Write out the entries character for character, from their beginning through the line containing "[34, 114, 170, 252]", with both ends included. Omit the pictures from your answer.

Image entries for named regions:
:::::

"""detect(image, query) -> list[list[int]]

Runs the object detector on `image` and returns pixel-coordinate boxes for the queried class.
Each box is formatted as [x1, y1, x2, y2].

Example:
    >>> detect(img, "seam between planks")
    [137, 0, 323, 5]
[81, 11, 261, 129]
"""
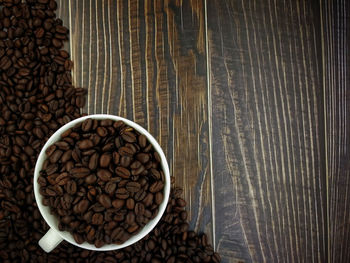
[319, 0, 331, 263]
[204, 0, 216, 250]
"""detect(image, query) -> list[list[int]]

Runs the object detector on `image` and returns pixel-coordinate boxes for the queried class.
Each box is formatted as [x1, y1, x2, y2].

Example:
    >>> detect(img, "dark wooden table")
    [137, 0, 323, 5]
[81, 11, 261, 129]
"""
[58, 0, 350, 262]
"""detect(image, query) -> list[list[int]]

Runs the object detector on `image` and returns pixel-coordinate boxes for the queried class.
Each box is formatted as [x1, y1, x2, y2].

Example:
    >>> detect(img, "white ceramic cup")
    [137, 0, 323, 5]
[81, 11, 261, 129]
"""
[34, 114, 170, 253]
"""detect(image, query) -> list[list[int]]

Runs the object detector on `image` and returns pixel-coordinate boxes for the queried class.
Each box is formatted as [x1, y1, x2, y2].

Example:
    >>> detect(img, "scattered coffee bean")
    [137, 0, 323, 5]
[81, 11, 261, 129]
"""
[0, 0, 220, 263]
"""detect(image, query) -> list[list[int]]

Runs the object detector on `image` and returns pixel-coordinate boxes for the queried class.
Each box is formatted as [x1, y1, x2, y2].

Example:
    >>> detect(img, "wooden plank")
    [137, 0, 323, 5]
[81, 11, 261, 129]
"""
[207, 0, 327, 262]
[321, 1, 350, 262]
[69, 0, 212, 242]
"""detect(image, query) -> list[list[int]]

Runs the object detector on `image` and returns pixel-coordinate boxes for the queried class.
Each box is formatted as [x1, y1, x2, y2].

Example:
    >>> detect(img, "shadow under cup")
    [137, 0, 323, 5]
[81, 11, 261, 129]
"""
[34, 114, 170, 252]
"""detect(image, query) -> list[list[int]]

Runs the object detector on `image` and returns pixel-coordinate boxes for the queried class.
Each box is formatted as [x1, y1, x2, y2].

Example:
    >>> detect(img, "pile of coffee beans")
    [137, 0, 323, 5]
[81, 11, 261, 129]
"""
[38, 118, 165, 247]
[0, 0, 220, 263]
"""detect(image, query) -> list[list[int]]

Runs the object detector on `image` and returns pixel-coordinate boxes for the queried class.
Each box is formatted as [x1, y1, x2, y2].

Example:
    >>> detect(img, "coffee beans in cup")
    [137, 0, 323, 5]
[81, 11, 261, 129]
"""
[38, 118, 165, 248]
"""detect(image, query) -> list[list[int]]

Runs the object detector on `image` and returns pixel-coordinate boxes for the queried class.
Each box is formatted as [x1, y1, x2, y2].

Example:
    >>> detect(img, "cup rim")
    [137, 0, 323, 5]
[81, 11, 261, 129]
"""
[33, 114, 170, 251]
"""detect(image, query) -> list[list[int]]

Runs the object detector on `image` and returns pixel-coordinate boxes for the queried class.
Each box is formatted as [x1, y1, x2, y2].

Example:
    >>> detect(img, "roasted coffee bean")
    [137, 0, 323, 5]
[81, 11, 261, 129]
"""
[66, 180, 77, 195]
[125, 182, 141, 193]
[98, 194, 112, 208]
[115, 166, 130, 179]
[100, 153, 112, 168]
[112, 199, 125, 208]
[91, 213, 103, 225]
[135, 202, 145, 218]
[70, 167, 90, 178]
[126, 198, 135, 210]
[76, 199, 89, 213]
[89, 153, 99, 170]
[122, 132, 136, 143]
[97, 169, 112, 182]
[105, 182, 117, 195]
[115, 188, 129, 199]
[77, 139, 94, 150]
[149, 181, 164, 193]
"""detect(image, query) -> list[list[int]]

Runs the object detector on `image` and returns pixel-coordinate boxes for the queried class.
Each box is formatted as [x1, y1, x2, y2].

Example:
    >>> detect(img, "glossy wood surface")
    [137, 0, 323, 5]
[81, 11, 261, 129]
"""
[57, 0, 350, 262]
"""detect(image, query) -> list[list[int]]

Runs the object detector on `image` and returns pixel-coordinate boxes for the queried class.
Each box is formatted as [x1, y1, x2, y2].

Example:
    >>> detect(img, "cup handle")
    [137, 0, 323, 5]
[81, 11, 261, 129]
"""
[39, 228, 63, 253]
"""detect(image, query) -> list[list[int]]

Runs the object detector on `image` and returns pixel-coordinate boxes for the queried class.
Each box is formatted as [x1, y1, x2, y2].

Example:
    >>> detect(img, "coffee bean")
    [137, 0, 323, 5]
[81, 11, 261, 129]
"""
[115, 188, 129, 199]
[118, 147, 134, 157]
[136, 153, 150, 163]
[66, 180, 77, 195]
[98, 194, 112, 208]
[76, 199, 89, 213]
[112, 199, 125, 209]
[91, 213, 103, 225]
[155, 192, 163, 205]
[115, 166, 130, 179]
[89, 153, 99, 170]
[100, 153, 112, 168]
[70, 167, 90, 178]
[126, 198, 135, 210]
[85, 174, 97, 184]
[97, 169, 112, 182]
[49, 150, 63, 163]
[96, 127, 108, 137]
[122, 132, 136, 143]
[105, 182, 117, 195]
[78, 139, 94, 150]
[125, 182, 141, 193]
[81, 119, 92, 132]
[135, 202, 145, 215]
[149, 181, 164, 193]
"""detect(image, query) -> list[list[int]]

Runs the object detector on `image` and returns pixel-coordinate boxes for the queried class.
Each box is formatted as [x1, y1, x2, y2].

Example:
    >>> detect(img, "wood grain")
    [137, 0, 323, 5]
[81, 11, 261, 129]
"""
[60, 0, 213, 243]
[321, 1, 350, 262]
[207, 0, 327, 262]
[57, 0, 350, 262]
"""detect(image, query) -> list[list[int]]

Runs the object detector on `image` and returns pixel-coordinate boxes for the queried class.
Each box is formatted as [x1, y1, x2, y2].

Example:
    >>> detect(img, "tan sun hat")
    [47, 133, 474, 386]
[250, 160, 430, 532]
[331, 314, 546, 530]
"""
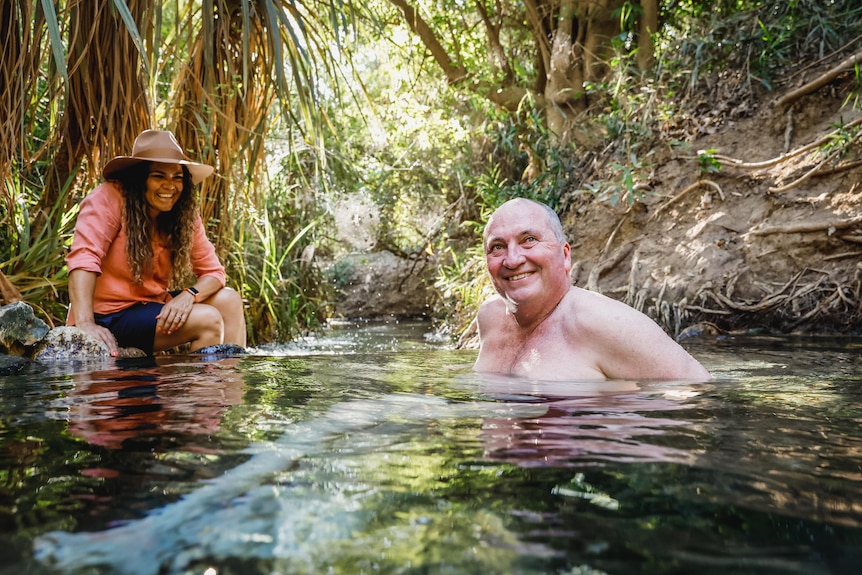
[102, 130, 213, 184]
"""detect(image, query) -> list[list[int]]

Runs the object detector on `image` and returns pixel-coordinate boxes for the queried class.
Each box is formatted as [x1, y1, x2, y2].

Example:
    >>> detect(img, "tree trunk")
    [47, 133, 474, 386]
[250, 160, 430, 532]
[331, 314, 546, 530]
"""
[638, 0, 658, 70]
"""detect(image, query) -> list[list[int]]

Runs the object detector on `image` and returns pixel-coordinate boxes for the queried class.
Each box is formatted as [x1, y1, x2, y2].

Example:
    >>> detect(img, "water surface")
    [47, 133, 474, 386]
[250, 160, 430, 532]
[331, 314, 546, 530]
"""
[0, 323, 862, 575]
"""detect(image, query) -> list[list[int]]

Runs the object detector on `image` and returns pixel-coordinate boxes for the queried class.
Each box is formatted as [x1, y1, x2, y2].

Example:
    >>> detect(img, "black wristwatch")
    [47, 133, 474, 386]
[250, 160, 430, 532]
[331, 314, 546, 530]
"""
[186, 287, 201, 303]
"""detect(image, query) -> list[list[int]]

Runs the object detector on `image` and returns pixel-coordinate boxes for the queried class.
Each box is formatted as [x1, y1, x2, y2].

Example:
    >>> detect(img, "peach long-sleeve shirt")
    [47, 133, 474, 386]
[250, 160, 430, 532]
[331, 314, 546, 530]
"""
[66, 182, 225, 318]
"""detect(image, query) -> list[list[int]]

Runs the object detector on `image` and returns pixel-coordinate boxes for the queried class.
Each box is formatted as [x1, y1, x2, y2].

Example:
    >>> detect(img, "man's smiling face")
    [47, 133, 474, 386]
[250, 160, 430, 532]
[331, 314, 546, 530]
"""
[484, 200, 572, 307]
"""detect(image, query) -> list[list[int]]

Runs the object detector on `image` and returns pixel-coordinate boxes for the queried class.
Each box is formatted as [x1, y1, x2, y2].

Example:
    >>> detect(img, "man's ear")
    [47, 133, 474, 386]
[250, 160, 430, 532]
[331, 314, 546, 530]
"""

:::::

Result for this task:
"""detect(image, query) -> list[list[int]]

Runs the object detector on `image` and returns pixel-coordinate boxes for the queried class.
Each box is formatted as [x1, y1, x2, y2].

Example:
    >>> detect(img, "seam between planks")
    [137, 0, 323, 5]
[81, 11, 261, 129]
"""
[319, 0, 331, 263]
[204, 0, 216, 250]
"""detect(image, query) -> list[list[int]]

Runs the object detector on `image` and returns pixel-coordinate boxes for the queried class.
Each box is formatted as [x1, y1, x2, y2].

Example:
    >>> detect(img, "dark wooden table")
    [137, 0, 323, 5]
[81, 11, 261, 129]
"""
[58, 0, 350, 262]
"""detect(image, query) -> list[list[int]]

Runs the object detector on `image` and returns pixel-coordinate boxes for the queried class.
Each box is formatted as [x1, y1, x2, y2].

Example:
    >>> detect(img, "white ceramic cup")
    [137, 0, 323, 5]
[81, 11, 261, 129]
"""
[34, 114, 170, 253]
"""detect(image, query) -> list[list[int]]

Runs the object detector on `image` and returns pixel-coordinate boxes for the queried class.
Each box is formatted as [x1, y1, x2, y2].

Example:
    >>> detect(img, "scattered coffee bean")
    [137, 0, 323, 5]
[81, 11, 261, 129]
"""
[0, 0, 220, 263]
"""detect(image, query) -> list[list[int]]

Runs the object detector on `image` and returns pixel-coordinate boxes for the queried class.
Each box is formatted as [x1, y1, x2, y2].

Example:
    >>> detect(img, "wooden plank")
    [137, 0, 323, 5]
[81, 11, 261, 129]
"""
[207, 0, 327, 262]
[321, 1, 350, 262]
[69, 0, 212, 242]
"""detect(image, query) -> list[list[int]]

Runs the object detector on `image` and returns pixel-coordinate boxes for the queried class.
Each box is formatted as [x1, y1, x2, y2].

Example:
    >>> detect(img, "shadow under cup")
    [137, 0, 323, 5]
[81, 11, 261, 129]
"""
[34, 114, 170, 252]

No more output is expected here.